REQUEST
Give all of the lines again, with nothing added or dropped.

---------- INPUT FOR THIS TASK ----------

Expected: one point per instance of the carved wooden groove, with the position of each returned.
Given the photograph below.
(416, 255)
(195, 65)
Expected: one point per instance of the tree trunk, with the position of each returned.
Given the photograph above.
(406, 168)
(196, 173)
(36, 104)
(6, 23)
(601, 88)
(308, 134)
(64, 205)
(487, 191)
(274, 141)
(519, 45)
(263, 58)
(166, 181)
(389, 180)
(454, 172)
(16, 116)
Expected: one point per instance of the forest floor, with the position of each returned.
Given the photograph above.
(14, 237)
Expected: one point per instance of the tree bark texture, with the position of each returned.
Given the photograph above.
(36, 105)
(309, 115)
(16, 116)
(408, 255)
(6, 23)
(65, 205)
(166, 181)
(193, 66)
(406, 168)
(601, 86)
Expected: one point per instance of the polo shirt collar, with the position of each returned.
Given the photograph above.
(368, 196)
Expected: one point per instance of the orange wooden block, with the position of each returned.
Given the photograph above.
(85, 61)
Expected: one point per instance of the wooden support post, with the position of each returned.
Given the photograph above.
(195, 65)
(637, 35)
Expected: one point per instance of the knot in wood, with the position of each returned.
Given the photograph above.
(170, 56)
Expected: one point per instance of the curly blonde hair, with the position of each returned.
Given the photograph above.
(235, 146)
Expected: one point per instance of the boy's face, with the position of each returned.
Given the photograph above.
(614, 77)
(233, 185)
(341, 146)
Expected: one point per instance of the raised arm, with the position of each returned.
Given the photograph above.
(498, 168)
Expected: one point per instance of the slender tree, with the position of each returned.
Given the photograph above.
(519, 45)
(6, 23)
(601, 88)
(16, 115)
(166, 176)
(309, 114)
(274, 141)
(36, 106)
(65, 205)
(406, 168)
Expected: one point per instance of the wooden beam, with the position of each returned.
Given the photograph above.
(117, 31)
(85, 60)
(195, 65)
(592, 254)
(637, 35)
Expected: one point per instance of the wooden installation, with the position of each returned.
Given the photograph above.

----------

TASK SOLUTION
Expected: one point per instance of the carved wooden groove, with the position of each returned.
Given the photograph below.
(416, 255)
(195, 65)
Expected: one point per instance of the tree trunk, with the position of each returned.
Given the photograph above.
(406, 168)
(196, 173)
(36, 104)
(6, 23)
(601, 88)
(308, 134)
(64, 205)
(487, 191)
(274, 141)
(519, 45)
(263, 58)
(166, 181)
(389, 180)
(454, 172)
(16, 116)
Expected: one point per instance of the forest floor, with the position of each returned.
Given the photograph above.
(14, 237)
Expected: one point per instance of the tree bark texture, with the position of each returned.
Given the photograph above.
(36, 105)
(309, 115)
(16, 116)
(408, 255)
(6, 23)
(65, 205)
(166, 181)
(193, 66)
(406, 168)
(601, 86)
Expected: one point per instance of the polo shirt collar, with the position of each returned.
Given the photograph above.
(368, 196)
Expected: one point per instance of the orange wooden block, with the position of each returned.
Given the photograph above.
(85, 61)
Expected: one point per instance of the wooden support post, with the position of each returned.
Given the photograph above.
(195, 65)
(637, 35)
Expected: one point per instance of the knot in wood, with the position of each returned.
Given the photograph above.
(170, 56)
Expected: one point per instance of the curly blonde hair, with the position of each returned.
Given the photograph above.
(235, 146)
Expected: one point per instance of the boy's face, with the position of each returned.
Given the photograph above.
(614, 77)
(233, 185)
(341, 146)
Expected: one point per instance of the raised arm, with the position of each returned.
Given the photograph above.
(498, 168)
Expected: one point per instance of the slender tree, with the position of each returned.
Given the photograph above.
(519, 45)
(6, 23)
(601, 88)
(16, 115)
(166, 176)
(309, 114)
(274, 141)
(36, 106)
(65, 205)
(406, 168)
Expected: one point per instance of the wooden beam, with the position of each returned.
Given the photograph above.
(117, 31)
(85, 60)
(195, 65)
(592, 254)
(637, 35)
Expected: one point per instance of the wooden installation, with the position of each returned.
Given the photograph above.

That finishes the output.